**WHAT TO PRODUCE:** Print every row below word for word, but leave out the pictures.

Stored rows:
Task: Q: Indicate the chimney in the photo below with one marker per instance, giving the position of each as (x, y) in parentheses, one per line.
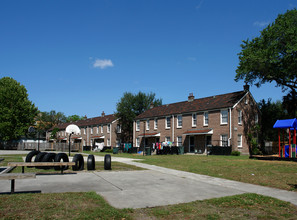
(191, 97)
(246, 87)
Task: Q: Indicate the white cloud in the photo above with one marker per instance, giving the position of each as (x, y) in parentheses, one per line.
(261, 23)
(102, 64)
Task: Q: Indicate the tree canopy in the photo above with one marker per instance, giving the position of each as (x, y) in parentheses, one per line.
(271, 57)
(130, 106)
(17, 112)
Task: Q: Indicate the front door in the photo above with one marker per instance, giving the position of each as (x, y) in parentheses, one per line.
(192, 144)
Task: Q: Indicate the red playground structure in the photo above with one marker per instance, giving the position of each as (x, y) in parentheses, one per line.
(287, 143)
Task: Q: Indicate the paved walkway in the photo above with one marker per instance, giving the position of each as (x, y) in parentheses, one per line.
(155, 186)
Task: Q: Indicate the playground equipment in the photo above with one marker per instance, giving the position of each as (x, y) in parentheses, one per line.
(288, 127)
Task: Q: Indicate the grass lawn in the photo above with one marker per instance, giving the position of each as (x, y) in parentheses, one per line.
(92, 206)
(278, 174)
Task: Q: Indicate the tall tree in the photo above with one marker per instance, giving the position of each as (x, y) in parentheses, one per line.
(130, 106)
(271, 57)
(17, 112)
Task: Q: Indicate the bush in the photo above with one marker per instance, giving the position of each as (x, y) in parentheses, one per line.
(235, 153)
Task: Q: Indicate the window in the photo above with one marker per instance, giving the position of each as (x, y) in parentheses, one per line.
(194, 120)
(108, 128)
(119, 128)
(239, 117)
(224, 140)
(205, 121)
(156, 123)
(179, 141)
(179, 121)
(168, 122)
(224, 116)
(239, 140)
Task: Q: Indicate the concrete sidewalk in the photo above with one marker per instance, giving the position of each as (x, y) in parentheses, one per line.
(155, 186)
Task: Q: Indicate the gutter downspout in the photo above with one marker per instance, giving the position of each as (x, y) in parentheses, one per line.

**FULL OUTPUT:**
Task: Q: Indicate the chimney in the photo below with one marker per instance, giving the position of each as (x, y) in parentheses, one per line.
(191, 97)
(246, 87)
Task: Q: Indicate the white cloud in the photo above with one marker per instance, giving the position of each as (x, y) in parentheses, one per line.
(261, 23)
(102, 64)
Task: Q: Indicate the tree canopy in the photo above with one marker per instance, giving the position of each as (x, y) in parentheses, one per line.
(271, 57)
(130, 106)
(17, 112)
Task: Q: Indicate the front door in the photo above with one marker per instance, giving the position of each as (x, y) in parentheses, one per line.
(192, 144)
Task: Q: Indicate the red playground structure in the photo above with one marker per instance, giving the position of each as (x, y) in parentheses, one per line.
(287, 143)
Task: Q: Indicate the paved walkway in the photo above with one marker per instance, giving the position of each as (x, y) in parentheses, one per line.
(155, 186)
Task: Q: Indicate the playground equipment in the photo above with one marker per instance, giving the position of each as (x, y) in parentheses, one per line.
(288, 127)
Task: Q: Indicate the grass lawn in the photo above with one marker per instance, giving the position of each as (x, y) in parentheses, one per line.
(92, 206)
(278, 174)
Task: Q: Indicate the tall tree in the photo above with one marker per instance, giving the position of each as (x, y) in parentheses, one per line.
(130, 106)
(271, 57)
(17, 112)
Task: Q: Indicate the bush in the photo above with one marker per instance, giving the position of each as (x, y) in parentheses, one per line.
(235, 153)
Task: Q: Indicate the window in the photo above with one marker per instance, giving the position of each as (x, y) in parentheses, one per line.
(194, 120)
(108, 128)
(119, 128)
(239, 117)
(224, 140)
(205, 121)
(156, 123)
(179, 141)
(179, 121)
(168, 122)
(224, 116)
(239, 140)
Task: Q: Indicate the concrete sidewalk in the photo above with one marker per instance, giving the position of each as (x, y) in parentheses, one per line.
(155, 186)
Task: Q: Indicate the gutter downspout in the photo above with one marker per instance, giving the position of each as (x, y) in parentheses, one per line.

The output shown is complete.